** START OF Supplied material **

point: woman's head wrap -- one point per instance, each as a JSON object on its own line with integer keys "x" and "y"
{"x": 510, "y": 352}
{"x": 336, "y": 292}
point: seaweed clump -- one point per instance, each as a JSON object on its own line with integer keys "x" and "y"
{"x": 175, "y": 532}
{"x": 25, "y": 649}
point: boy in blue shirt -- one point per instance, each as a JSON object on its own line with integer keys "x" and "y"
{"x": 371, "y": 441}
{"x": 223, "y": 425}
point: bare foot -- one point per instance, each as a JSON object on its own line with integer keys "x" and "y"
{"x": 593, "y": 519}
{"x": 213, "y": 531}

** END OF Supplied material **

Aim of the exercise:
Convert the entries above into a two-column CSV with the header input,output, with one row per entry. Put each entry's text and its answer in separate double-quoted fields, replacing any line breaks with spaces.

Full response:
input,output
"point: woman's head wrap -- one point per instance, each as a JSON object on its own line with integer keys ""x"" and ""y""","{""x"": 510, ""y"": 352} {""x"": 336, ""y"": 292}"
"point: seaweed clump -- one point per instance, each as a JSON object on its own line with integer keys ""x"" and ""y""","{""x"": 175, ""y"": 532} {""x"": 25, ""y"": 649}"
"point: boy in blue shirt -- one point per instance, each as a JSON object on its own line with integer keys ""x"" and ""y""","{""x"": 371, ""y"": 441} {""x"": 223, ""y"": 425}"
"point: bare foot -- one point per instance, each as a JSON object on its own line with integer keys ""x"" and ""y""","{""x"": 593, ""y"": 519} {""x"": 213, ""y"": 531}"